No picture belongs in the copy. Repeat each line below exactly.

*** Opening of Data ***

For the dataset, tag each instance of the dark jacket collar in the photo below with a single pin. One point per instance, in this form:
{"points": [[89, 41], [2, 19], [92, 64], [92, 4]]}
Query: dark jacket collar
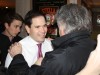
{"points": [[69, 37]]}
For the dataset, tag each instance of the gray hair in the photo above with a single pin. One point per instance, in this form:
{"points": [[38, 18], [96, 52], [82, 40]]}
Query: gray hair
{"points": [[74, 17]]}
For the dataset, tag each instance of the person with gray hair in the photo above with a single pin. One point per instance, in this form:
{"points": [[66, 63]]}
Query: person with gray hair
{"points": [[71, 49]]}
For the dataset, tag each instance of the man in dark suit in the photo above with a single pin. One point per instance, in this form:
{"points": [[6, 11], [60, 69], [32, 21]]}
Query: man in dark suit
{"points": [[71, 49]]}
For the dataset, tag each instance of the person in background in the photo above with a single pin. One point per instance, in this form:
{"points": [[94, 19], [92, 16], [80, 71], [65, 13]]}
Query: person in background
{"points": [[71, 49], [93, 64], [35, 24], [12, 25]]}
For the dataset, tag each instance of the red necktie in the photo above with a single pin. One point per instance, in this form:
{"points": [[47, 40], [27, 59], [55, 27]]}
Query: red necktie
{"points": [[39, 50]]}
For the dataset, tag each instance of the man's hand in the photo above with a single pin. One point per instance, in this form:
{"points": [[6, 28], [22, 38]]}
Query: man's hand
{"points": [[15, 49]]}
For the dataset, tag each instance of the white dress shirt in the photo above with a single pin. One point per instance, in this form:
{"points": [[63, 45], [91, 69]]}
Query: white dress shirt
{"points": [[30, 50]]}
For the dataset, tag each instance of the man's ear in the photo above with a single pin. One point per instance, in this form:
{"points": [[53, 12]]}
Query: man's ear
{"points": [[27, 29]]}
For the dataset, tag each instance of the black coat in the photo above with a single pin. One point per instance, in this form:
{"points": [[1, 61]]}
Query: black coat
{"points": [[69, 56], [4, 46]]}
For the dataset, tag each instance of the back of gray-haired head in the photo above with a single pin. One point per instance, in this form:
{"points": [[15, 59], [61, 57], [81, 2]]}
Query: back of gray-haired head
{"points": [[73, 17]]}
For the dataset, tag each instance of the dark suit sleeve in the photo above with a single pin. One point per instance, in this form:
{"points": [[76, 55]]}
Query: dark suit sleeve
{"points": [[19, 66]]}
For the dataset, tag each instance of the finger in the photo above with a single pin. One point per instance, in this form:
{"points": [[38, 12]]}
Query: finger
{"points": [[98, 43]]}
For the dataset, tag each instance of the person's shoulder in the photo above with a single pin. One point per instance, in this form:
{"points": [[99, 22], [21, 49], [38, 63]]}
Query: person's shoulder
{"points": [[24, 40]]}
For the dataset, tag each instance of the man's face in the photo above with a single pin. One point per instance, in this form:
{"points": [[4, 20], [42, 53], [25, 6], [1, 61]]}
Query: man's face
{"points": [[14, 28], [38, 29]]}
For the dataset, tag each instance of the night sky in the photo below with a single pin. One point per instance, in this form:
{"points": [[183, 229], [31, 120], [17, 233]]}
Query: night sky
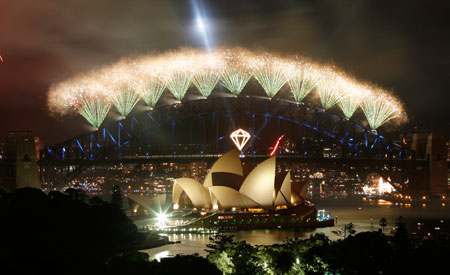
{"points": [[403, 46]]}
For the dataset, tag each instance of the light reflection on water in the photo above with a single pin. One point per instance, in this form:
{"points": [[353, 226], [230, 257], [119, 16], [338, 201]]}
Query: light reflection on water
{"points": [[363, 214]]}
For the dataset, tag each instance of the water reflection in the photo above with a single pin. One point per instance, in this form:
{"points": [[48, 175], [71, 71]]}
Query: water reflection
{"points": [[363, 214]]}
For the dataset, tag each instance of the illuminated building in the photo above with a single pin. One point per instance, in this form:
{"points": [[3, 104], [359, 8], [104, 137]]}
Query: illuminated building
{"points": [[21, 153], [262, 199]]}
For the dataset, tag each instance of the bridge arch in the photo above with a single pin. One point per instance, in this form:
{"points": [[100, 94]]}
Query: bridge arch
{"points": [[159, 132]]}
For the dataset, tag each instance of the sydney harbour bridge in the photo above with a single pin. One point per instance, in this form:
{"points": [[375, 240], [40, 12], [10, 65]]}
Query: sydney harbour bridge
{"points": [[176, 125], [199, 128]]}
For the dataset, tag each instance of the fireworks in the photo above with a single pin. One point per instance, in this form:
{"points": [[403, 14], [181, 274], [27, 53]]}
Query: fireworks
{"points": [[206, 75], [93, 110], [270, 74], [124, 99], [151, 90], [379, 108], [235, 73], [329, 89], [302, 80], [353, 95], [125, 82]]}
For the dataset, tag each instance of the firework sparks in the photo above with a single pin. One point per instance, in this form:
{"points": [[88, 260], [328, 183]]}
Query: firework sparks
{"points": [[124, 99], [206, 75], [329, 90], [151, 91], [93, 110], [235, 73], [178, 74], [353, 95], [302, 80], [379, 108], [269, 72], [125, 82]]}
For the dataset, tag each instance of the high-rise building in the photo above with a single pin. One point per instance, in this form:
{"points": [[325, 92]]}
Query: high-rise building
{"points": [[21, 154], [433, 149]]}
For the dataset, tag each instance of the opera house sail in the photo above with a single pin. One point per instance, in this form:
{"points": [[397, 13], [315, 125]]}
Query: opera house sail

*** Close of Data ***

• Solution to this problem:
For the dataset, tag each instance of the dark jacket collar in the photo below with a single pin. One point per instance, in this form:
{"points": [[89, 41], [2, 19], [92, 64], [92, 4]]}
Query: dark jacket collar
{"points": [[69, 37]]}
For the dataset, tag each instance of the gray hair in the photo above with a single pin. One point per instance, in this form:
{"points": [[38, 18], [96, 52], [82, 40]]}
Query: gray hair
{"points": [[74, 17]]}
For the dataset, tag each instance of the person with gray hair in the photo above with a single pin. One point per instance, in this form:
{"points": [[66, 63]]}
Query: person with gray hair
{"points": [[71, 49]]}
For the dataset, tag each instance of the man in dark suit in the photo above with a single pin. One point per instance, in this form:
{"points": [[6, 11], [60, 69], [32, 21]]}
Query: man in dark suit
{"points": [[71, 49]]}
For the dataset, tag each instance of the person in background in the photo above with a single pin. One point per instance, in this form:
{"points": [[94, 19], [92, 16], [80, 71], [65, 13]]}
Query: person in background
{"points": [[71, 49], [93, 64], [35, 24], [12, 25]]}
For the dataset, tag each instance of the red necktie in the photo above with a single pin. One point per instance, in this form:
{"points": [[47, 40], [27, 59], [55, 27]]}
Query: red necktie
{"points": [[39, 50]]}
For the dataset, tag each instance of the man's hand in the photo above with a single pin. One point per instance, in this form:
{"points": [[6, 28], [22, 38]]}
Query: man's hand
{"points": [[15, 49]]}
For the dataset, tag each instance of the white dress shirt in the photo above with a single pin. One point per instance, in this form:
{"points": [[63, 45], [91, 69]]}
Query: white dress shirt
{"points": [[30, 50]]}
For the dataset, tag each instance of the man's ear in the photo above with a single pin. One point per instance, in this form:
{"points": [[53, 12]]}
Query: man's ear
{"points": [[27, 29]]}
For the dataset, tag each instance of the black coat in the photo above with a single pin. One point per instance, in this form:
{"points": [[1, 61]]}
Query: black coat
{"points": [[69, 56], [4, 46]]}
For the dataset, tag each instance of the back of gray-haired head in the photo above with a single pin. One point per instance, in this form:
{"points": [[15, 59], [61, 57], [81, 2]]}
Query: back of gray-haired head
{"points": [[73, 17]]}
For the dataset, tag each instance of the dark suit sleeve in the photo above with a single pin. One point per instance, in this form:
{"points": [[76, 55]]}
Query: dark suit sleeve
{"points": [[19, 66]]}
For the dataset, tag each instance of the finger in the photo above with a single pin. One point per instance, in this form:
{"points": [[38, 12]]}
Query: finger
{"points": [[98, 43]]}
For the dataset, tag each instance of the person's shoulder in the photo above with a single pin. One point per instance, in this form:
{"points": [[99, 22], [21, 49], [38, 63]]}
Query: person's shoulder
{"points": [[24, 40]]}
For the dataset, tag each instance of the man's face in the photo above with a single pin. One point per instance, in this form:
{"points": [[4, 20], [42, 53], [25, 6], [1, 61]]}
Query: man's face
{"points": [[14, 28], [38, 29]]}
For the dataset, tag each instance of the night sky in the photo below with a single pin. One point per instance, in this form:
{"points": [[183, 229], [31, 120], [17, 233]]}
Query: night sky
{"points": [[403, 46]]}
For the dataset, tag each instance of the light reflection on water in the photo above with a single pin. One point per instance, in this form:
{"points": [[353, 226], [230, 257], [119, 16], [338, 201]]}
Query: light reflection on water
{"points": [[363, 214]]}
For the dataset, tag each instance of the water reflection in the photo above with a single pin. One point per instance, in this form:
{"points": [[48, 175], [71, 71]]}
Query: water reflection
{"points": [[363, 214]]}
For the dataset, tag each instance of the illuminated building in the photo above with a single pin. One point per instance, in this form:
{"points": [[3, 104], [359, 8], [104, 137]]}
Query: illuminated building
{"points": [[21, 153], [262, 199]]}
For the dataset, tag each instance of the bridge arch in the photo above with a single pin. One point per instance, in this form:
{"points": [[100, 94]]}
Query: bridge arch
{"points": [[159, 132]]}
For the dataset, tag each instance of the sydney harbour bridge in the photo above with a single pin. One point per instance, in this form:
{"points": [[375, 240], [40, 12], [10, 65]]}
Query: sydney harbour bridge
{"points": [[176, 125], [199, 128]]}
For the dataset, tag each instance of the fireworks in the photo above with a single pin. One point per instance, in this form:
{"points": [[403, 14], [181, 274], [27, 53]]}
Query: fireworks
{"points": [[206, 75], [93, 110], [270, 74], [124, 99], [151, 90], [379, 108], [235, 73], [329, 89], [302, 80], [353, 95], [125, 82]]}
For the dataset, tag each instance of the firework sparks in the photo above with a single pin. One point per instance, in this form:
{"points": [[88, 260], [328, 183]]}
Query: firework sparks
{"points": [[124, 99], [206, 75], [329, 90], [151, 91], [93, 110], [235, 73], [178, 74], [353, 95], [302, 80], [379, 108], [269, 72], [125, 82]]}
For the dataset, tag each instance of the high-rise building in the photo above with a single pin. One point per instance, in this form:
{"points": [[325, 92]]}
Query: high-rise building
{"points": [[21, 154], [433, 149]]}
For the dataset, tag each instance of the opera house sail in the photo above with a single pin. One point per instance, in this form:
{"points": [[397, 13], [315, 125]]}
Query: opera house sail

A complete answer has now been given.